→ **Requirements**:
Rewrite every line of the records below as a JSON list of strings, one string per line, with blank lines omitted and the pictures left out.

→ **Data in this exercise**:

· · ·

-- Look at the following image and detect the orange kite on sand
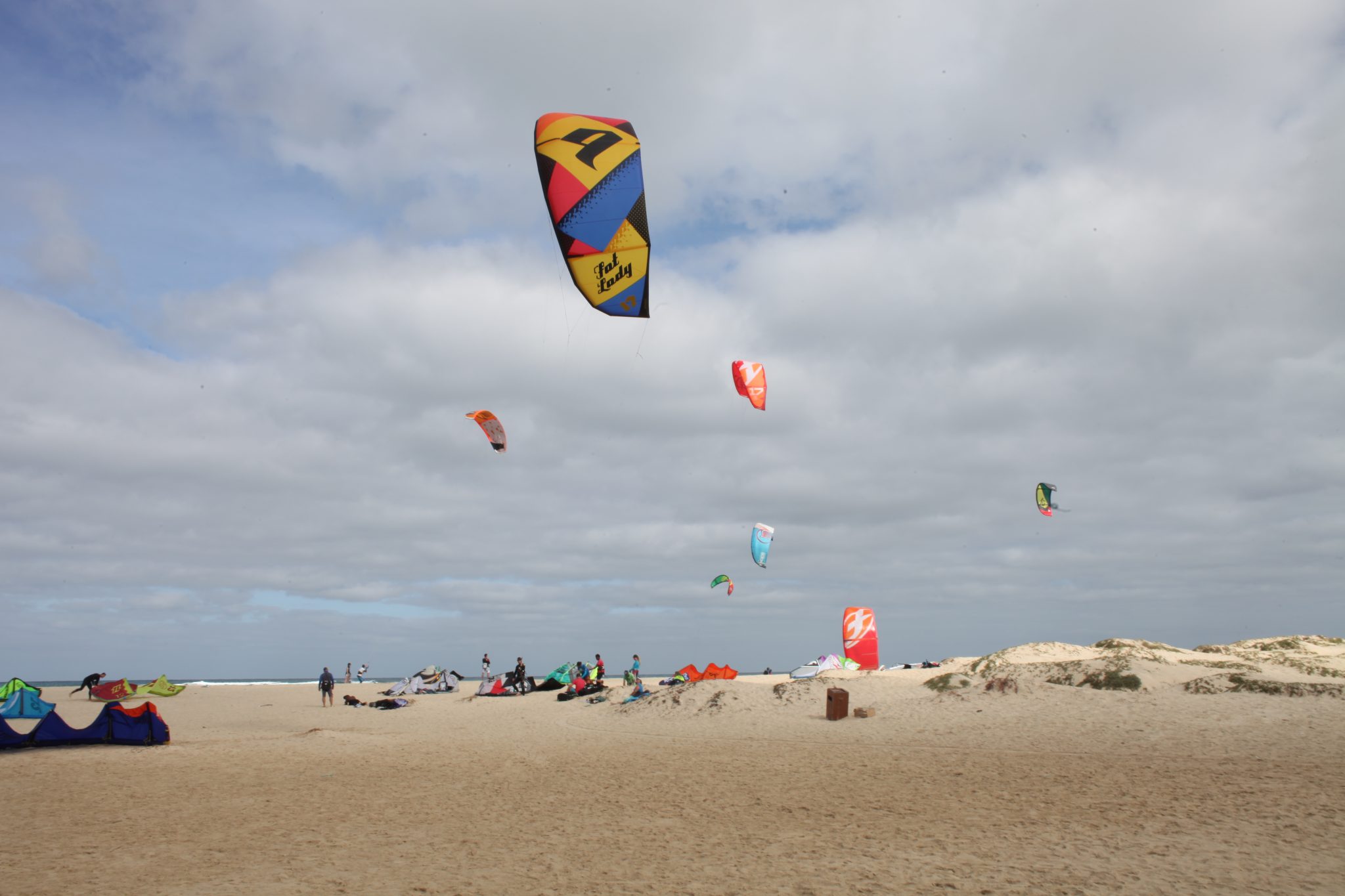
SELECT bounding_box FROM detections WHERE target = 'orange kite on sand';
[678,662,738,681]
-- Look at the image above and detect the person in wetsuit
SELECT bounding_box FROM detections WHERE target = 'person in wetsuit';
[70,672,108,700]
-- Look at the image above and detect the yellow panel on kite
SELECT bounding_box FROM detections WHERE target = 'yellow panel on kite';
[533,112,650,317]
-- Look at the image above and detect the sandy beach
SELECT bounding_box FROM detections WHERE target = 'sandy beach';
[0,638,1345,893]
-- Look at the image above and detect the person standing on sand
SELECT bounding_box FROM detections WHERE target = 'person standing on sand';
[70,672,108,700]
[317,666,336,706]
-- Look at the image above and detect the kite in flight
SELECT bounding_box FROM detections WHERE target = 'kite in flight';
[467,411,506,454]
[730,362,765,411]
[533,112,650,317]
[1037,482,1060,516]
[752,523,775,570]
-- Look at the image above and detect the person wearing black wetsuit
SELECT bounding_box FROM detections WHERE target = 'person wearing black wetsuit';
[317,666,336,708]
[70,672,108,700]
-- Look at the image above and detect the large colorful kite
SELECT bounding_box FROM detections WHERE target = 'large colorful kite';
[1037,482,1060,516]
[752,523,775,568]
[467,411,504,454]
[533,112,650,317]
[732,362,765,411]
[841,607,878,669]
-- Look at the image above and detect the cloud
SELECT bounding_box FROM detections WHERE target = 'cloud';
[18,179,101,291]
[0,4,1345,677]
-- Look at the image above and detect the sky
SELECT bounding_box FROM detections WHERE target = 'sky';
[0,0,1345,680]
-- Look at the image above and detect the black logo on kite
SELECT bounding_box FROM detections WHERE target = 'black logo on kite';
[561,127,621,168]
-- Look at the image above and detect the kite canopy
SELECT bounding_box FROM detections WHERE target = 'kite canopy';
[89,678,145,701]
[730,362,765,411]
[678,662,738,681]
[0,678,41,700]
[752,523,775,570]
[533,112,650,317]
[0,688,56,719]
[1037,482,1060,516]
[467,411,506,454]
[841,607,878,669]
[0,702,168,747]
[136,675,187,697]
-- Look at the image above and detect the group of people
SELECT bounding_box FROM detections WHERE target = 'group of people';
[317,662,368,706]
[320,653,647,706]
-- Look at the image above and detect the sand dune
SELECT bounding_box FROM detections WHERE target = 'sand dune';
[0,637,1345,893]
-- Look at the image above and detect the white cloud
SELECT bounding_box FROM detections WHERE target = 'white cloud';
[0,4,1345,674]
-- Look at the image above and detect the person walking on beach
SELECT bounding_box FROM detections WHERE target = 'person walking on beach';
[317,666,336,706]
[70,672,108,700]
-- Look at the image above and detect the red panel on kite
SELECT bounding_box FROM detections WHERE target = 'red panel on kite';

· · ·

→ **Result below**:
[
  "-- Look at the following image and detect the orange kite on sand",
  "SELECT bounding_box FROM detections WHERE target = 'orange kite on sand';",
  "[678,662,738,681]",
  "-- Look at the image above and detect the person in wetsuit",
  "SELECT bounding_box FROM detections WHERE target = 'person in wetsuit';",
  "[70,672,108,700]",
  "-- Look at the image above and detect the yellow panel on kite",
  "SELECT bounding_box FROM detections WHERE target = 'yellow panel on kite';",
  "[533,112,650,317]",
  "-- Look at the image above and detect the sandy beach",
  "SELECT bounding_box FROM detections WHERE target = 'sandy beach';",
  "[0,638,1345,893]",
  "-- Look at the image above and detect the person standing on sand",
  "SELECT bounding_box FROM detections WHERE target = 'person standing on sand';",
  "[70,672,108,700]",
  "[317,666,336,706]",
  "-- Look at the image above and detect the kite in flight",
  "SELECT bounding_box FROM detections WHERE target = 'kite in flight';",
  "[467,411,506,454]",
  "[730,362,765,411]",
  "[533,112,650,317]",
  "[1037,482,1060,516]",
  "[752,523,775,570]",
  "-- Look at the image above and detect the person wearing black wetsuit",
  "SELECT bounding_box FROM detections WHERE target = 'person wearing black wetsuit';",
  "[317,666,336,708]",
  "[70,672,108,700]",
  "-- Look at the image above and detect the large colorful kite",
  "SELECT bounding_box FROM detections WHERE target = 'large colorful kite';",
  "[1037,482,1060,516]",
  "[752,523,775,568]",
  "[467,411,504,454]",
  "[533,112,650,317]",
  "[732,362,765,411]",
  "[841,607,878,669]",
  "-- Look at the image above and detect the cloud",
  "SELECT bounding_box FROM detections WHERE target = 'cloud';",
  "[18,179,101,291]",
  "[0,4,1345,677]",
  "-- Look at the image above and detect the sky",
  "SELECT bounding_box FROM detections WHERE target = 'sky';",
  "[0,0,1345,680]",
  "-- Look at the image above and detect the black logo on kite",
  "SELECT bounding_box FROM detections WHERE target = 'black logo on kite';",
  "[561,127,621,168]",
  "-- Look at the image above and detect the kite canopy",
  "SELECT bounding_box FROM detections WHERE target = 'kite canopy';",
  "[89,678,145,701]",
  "[730,362,765,411]",
  "[678,662,738,681]",
  "[0,678,41,700]",
  "[752,523,775,570]",
  "[533,112,650,317]",
  "[0,688,56,719]",
  "[1037,482,1060,516]",
  "[467,411,506,454]",
  "[841,607,878,669]",
  "[0,702,168,747]",
  "[136,675,187,697]",
  "-- Look at the image above and detect the group of people",
  "SELECT bounding_box FROM detections WHERE target = 'group of people';",
  "[317,662,368,706]",
  "[320,653,647,706]",
  "-- Look at the image above and detect the sand dune",
  "SELECT bounding_box FROM detections WHERE target = 'sand dune';",
  "[0,637,1345,893]",
  "-- Look at the image above and detect the white cloud",
  "SELECT bounding_box FROM detections WHERE target = 'white cloud';",
  "[0,4,1345,674]",
  "-- Look at the image above and detect the person walking on beach",
  "SELECT bounding_box FROM detections WHERE target = 'person walking on beach';",
  "[317,666,336,706]",
  "[70,672,108,700]",
  "-- Look at the image above and detect the red panel on kite",
  "SELECT bounding_box FROM detections WHERE target = 'red panel on kite';"
]